ACTION ITEM: When you copy the entries, keep every word exactly as it stands.

Records excerpted from a collection:
###
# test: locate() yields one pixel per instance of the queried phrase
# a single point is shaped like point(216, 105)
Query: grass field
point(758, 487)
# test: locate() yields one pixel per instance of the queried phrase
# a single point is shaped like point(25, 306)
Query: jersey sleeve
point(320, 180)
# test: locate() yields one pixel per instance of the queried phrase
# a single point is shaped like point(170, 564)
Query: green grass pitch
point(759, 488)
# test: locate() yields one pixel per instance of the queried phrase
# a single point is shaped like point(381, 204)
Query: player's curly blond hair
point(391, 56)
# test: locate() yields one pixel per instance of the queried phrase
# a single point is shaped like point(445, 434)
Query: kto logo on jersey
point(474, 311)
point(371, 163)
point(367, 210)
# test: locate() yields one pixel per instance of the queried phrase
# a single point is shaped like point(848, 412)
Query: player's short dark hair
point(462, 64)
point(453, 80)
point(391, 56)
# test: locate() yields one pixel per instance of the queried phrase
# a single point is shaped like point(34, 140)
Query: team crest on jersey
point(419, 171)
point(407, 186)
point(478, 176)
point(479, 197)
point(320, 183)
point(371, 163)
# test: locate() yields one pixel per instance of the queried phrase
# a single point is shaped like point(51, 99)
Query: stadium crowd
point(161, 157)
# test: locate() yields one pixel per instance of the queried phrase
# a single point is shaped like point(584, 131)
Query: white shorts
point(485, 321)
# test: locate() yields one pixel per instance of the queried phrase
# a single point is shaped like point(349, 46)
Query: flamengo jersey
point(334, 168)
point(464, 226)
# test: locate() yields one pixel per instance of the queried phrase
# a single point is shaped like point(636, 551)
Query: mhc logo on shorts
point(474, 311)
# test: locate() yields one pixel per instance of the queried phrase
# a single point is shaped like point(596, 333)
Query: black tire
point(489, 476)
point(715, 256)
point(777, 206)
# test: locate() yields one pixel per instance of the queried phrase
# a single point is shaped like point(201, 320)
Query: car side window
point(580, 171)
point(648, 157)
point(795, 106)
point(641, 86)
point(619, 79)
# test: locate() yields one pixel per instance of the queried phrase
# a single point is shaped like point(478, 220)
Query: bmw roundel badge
###
REPLY:
# test: locate() yields one pixel per instance of the queried phrase
# a single point is shaped like point(216, 105)
Query: grass field
point(758, 487)
# test: locate() yields one pixel per instance of the queried phrase
# a single point is shaped like point(25, 306)
Query: jersey sleeve
point(320, 180)
# test: locate() yields one pixel per instance of the queried phrase
# a single point is shaped like point(170, 564)
Query: green grass pitch
point(759, 488)
# test: locate() yields one pixel per instance of the queried phrase
# a single point is shaped like point(381, 204)
Query: player's curly blond hair
point(391, 56)
# test: locate() yields one pixel per instance of the queried phrase
# a single point is shaped like point(445, 434)
Query: kto logo on jersey
point(474, 311)
point(371, 163)
point(367, 210)
# test: locate() yields one pixel per instance of the queried phrase
# a single point is shaped like point(848, 412)
Query: player's short dark hair
point(462, 64)
point(453, 80)
point(391, 56)
# test: locate() yields one pixel per instance of the queried phrase
# a single point is shaped like point(34, 140)
Query: team crest on jersey
point(419, 171)
point(407, 186)
point(478, 176)
point(479, 197)
point(320, 183)
point(371, 163)
# test: locate() yields one pixel per instance of the queried phrase
# a single point is shaped like point(51, 99)
Query: stadium crowd
point(161, 157)
# test: locate() yields one pixel per instance of the queried phrase
# a single point is shaped like point(584, 131)
Query: white shorts
point(485, 321)
# test: locate() yields one pixel per instance of the queried phrase
# a single point is shaped like point(349, 46)
Query: flamengo jersey
point(334, 168)
point(464, 226)
# test: locate() yields one pixel per instance of the queried phrase
# a single point is shaped like point(636, 551)
Query: mhc logo on shorts
point(474, 311)
# test: locate() yields one pixel per instance of the queried phrase
# a single point is shaped like point(596, 333)
Query: black tire
point(489, 476)
point(715, 256)
point(777, 206)
# test: locate() yields one pixel per instance of the queried phrase
# a single point is shaped like point(201, 320)
Query: car side window
point(580, 171)
point(648, 157)
point(795, 106)
point(641, 86)
point(619, 79)
# test: locate() yields one pixel per instance of the queried phrase
# a single point is shaped like point(478, 220)
Query: bmw roundel badge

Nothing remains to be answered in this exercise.